Riot Act is a one man play written by and starring Alexis Gregory based upon real life testimonies across six decades of LGBT+ activism. A key part is the story of the Stonewall riots of June 1969 as relayed to Alexis by Michael Anthony Nozzi, one of the last surviving people who was actually there. His story gives us in this jubilee year a fascinating and important glimpse into the reality of Stonewall. We asked Alexis to tell us more.
I am a playwright and performer. Around 2015, Michael Anthony Nozzi, an LA based actor who I’d met in Edinburgh in 2007, approached me and told me that at the age of seventeen, during the summer of 1969 and on his first day out in New York, he found himself caught up in the middle of the Stonewall riots, tending to the injured and helping them to hospital.
He told me that he is now one of the only remaining Stonewall survivors and he asked if I would like to use his story as the basis of one of my shows. Of course I jumped at the chance and so Michael’s life, that he so generously gifted me, became the starting point of my solo theatre piece, Riot Act, which I am currently touring the UK with. Michael’s story sits alongside that of Lavinia Co-op’s and 1970’s radical drag and the early days of the Gay Liberation Front and Paul Burston’s on AIDS activism, as I ‘channel’ six decades of queer activism.
And so began my video chats and interviews with Michael over Facebook as he recounted the most extraordinary stories that left my jaw on the floor. He told me about the, now legendary, decrepit dive bar in detail; the two store fronts that had been knocked down to make one space, how one had to show ID to be granted access to the down at (high) heel dive bar. He told me of the two pans of water underneath the makeshift bar that were used for soaping up and rinsing glasses, the lack of running water in the toilets and the ensuing stench; ‘it was so dirty, I didn’t feel comfortable there’ he said. He told me about the bar’s regular clientele; old gay men and old drag queens with a scattering of street kids and hustlers hanging around; ‘they were just in there trying to survive’. Michael told me of the regular police raids that would happen, perhaps twice a month, when the police would take the money out of the till and beat some of the clientele with clubs because it was ‘just something fun to do’.
+++++
WORK INSTRUCTIONS:
a: From the passage on Riot Act, copy word for word the portion that begins at the words "Riot Act is" and ends after the words "them to hospital.".
b: According to the passage on Riot Act, how old was Michael Anthony Nozzi when he was caught up in the Stonewall riots?
+++++
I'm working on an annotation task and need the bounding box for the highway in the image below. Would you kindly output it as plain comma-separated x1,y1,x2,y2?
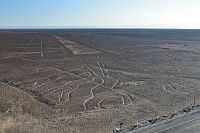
128,110,200,133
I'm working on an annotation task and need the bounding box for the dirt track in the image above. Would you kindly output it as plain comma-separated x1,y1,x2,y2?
0,30,200,133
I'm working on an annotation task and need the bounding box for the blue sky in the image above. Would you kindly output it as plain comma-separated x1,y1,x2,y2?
0,0,200,28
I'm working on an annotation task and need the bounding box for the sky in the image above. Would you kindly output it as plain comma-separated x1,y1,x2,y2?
0,0,200,29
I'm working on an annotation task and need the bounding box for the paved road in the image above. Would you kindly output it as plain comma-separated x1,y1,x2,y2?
129,111,200,133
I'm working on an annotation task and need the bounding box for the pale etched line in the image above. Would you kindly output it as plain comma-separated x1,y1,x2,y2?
24,36,36,54
37,73,60,88
40,33,44,58
58,92,64,102
83,78,105,109
45,81,73,95
107,75,133,104
83,63,99,76
98,96,125,110
157,83,173,93
68,78,95,100
70,65,84,72
97,62,105,76
121,97,125,105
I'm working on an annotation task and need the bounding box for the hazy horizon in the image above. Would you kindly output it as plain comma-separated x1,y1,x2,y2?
0,0,200,29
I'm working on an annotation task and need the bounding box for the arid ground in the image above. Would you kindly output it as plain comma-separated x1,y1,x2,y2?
0,29,200,133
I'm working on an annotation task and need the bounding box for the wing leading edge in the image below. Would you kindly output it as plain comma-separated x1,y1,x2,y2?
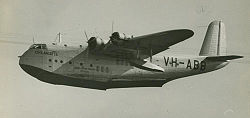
102,29,194,59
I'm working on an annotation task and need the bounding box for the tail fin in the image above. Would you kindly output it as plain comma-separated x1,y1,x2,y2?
199,21,226,56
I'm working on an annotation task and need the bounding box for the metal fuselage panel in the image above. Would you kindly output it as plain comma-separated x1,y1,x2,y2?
20,46,228,81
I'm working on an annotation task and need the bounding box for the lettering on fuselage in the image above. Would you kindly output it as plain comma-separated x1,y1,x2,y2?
164,56,206,71
35,50,58,56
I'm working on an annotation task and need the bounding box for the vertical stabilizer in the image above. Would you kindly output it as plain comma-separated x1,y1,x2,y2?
199,21,226,56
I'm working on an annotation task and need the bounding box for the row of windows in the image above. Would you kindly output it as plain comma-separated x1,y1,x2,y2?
49,59,63,63
49,59,93,67
116,59,129,66
49,59,109,73
49,59,129,67
96,66,109,73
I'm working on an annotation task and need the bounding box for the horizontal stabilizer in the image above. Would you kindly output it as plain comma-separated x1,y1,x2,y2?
130,60,164,72
206,55,243,61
+++++
OUTPUTS BY TASK:
a:
Riot Act is a one man play written by and starring Alexis Gregory based upon real life testimonies across six decades of LGBT+ activism. A key part is the story of the Stonewall riots of June 1969 as relayed to Alexis by Michael Anthony Nozzi, one of the last surviving people who was actually there. His story gives us in this jubilee year a fascinating and important glimpse into the reality of Stonewall. We asked Alexis to tell us more.
I am a playwright and performer. Around 2015, Michael Anthony Nozzi, an LA based actor who I’d met in Edinburgh in 2007, approached me and told me that at the age of seventeen, during the summer of 1969 and on his first day out in New York, he found himself caught up in the middle of the Stonewall riots, tending to the injured and helping them to hospital.

b: He was seventeen.